--- Excerpt to read ---

O, the Humanity
"O, the Humanity!" That's not what we're hearing from what few horrified journalists are saying when covering the massacre in the Gaza Strip. It's what we're hearing from the sanctimonious Israeli government when they assure Gazans even as they're dropping leaflets announcing the beginning of the third phase of their mini genocide. "Oh, we're not targeting you, we're just going after Hamas. Don't blame us if you happen to get in the way."
Tell that to the Samounis and Salhas that have lost a huge percentage of their immediate and extended families in the two weeks since Israel began bombing Palestine on December 27th.
The IDF's and Knesset's mindset is identical to the authoritative mindset of reckless and trigger-happy cops who have no problem shooting through the hostage to get at the hostage taker. We saw a vivid delineation of that during the Israeli-Lebanese shootout in the summer of '06. And we've been hearing it for going on six years from our own equally sanctimonious government when casually dismissing Iraqi civilian casualty figures. "Don't blame us, blame the terrorists."
I don't think the Samouni and Salha families don't care very much if the bombs that have decimated their families were smuggled by terrorists and arms dealers through Hamas tunnels or bought through legal channels by Israel from the American government. Death still stinks to high heaven no matter who subsidizes it.
Palestinians in Gaza on Friday prayed next to the bodies of the Salha family, who were killed in an Israeli missile strike. Gaza health officials said that the overall death toll passed 784 on Friday, according to Reuters, with women and children making up about 40 percent of the dead. (Photo: Ali Ali/European Pressphoto Agency)

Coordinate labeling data

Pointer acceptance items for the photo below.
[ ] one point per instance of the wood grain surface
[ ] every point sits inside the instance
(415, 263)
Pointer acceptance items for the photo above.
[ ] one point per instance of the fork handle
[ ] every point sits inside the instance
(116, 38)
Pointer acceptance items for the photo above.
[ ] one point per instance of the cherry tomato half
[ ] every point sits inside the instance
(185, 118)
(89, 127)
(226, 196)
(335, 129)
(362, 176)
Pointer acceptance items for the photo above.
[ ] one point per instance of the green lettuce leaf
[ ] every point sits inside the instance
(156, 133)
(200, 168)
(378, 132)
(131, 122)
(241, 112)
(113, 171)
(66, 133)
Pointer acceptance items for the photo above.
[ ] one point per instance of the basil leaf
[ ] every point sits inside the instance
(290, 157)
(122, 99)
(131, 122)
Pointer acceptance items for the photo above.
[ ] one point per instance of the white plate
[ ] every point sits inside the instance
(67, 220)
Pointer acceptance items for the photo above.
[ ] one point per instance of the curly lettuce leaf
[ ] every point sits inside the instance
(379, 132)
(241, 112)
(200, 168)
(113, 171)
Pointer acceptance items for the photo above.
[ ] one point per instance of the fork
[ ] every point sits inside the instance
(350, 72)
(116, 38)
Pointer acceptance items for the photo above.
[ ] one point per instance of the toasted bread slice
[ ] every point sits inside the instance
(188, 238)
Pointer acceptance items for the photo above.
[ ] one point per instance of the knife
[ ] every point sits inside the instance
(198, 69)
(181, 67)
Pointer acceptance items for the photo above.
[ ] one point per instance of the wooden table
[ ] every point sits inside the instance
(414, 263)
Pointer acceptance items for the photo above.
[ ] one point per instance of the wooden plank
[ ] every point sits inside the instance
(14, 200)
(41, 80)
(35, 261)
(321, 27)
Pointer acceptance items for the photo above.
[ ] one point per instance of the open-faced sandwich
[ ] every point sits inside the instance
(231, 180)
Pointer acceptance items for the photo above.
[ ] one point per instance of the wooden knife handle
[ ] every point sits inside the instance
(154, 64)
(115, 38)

--- Set exercise ---
Resume the commentary on the Gaza bombing campaign, picking up right after its final sentence.

--- Task response ---
Again, it ought to be reiterated, Hamas is certainly not blameless in this. They, too, have killed Israelis over the last two weeks. Three of them were actually innocent civilians.
But the Samouni family alone has lost ten times more than that. The Salha family, pictured above, lost more than twice that in a single Israeli missile attack.
But considering Israel's stranglehold on Palestine over the last 60+ years, it's obvious that diplomatic channels no longer work, if they ever did. You want to know why the Palestinians are resorting to violence? I think Langston Hughes already answered that decades ago when he also asked, What happens to a dream deferred?
Sometimes, it explodes. Over and over again. No wonder they're hurling bombs at Israel, a country that, as with ours, acts in defiance of its own high court, such as when they stopped all aid shipments to Gaza a year ago.
The humanitarian community can't even begin to appreciate how wrong the Israeli government is until we start acknowledging that all human life is precious regardless of the flag they salute or the religion they practice. It will never begin until we stop rationalizing under the rubric of fighting terrorism the wanton slaughter of at least 400 civilians (including at least one truck driver of an aid organization). At some point, heartless as it may seem, you have to break down and start comparing numbers.
13 Israelis, including three civilians, have died in the last fortnight. 800 Palestinians are dead, including injuries that have mounted so quickly that the NY Times didn't even bother venturing an estimate. Yet, as with Lebanon two and a half years ago, the Israelis have not only slaughtered the indigenous civilian population, they even gave orders to that civilian population to flee.
Then they killed them even as they tried to comply.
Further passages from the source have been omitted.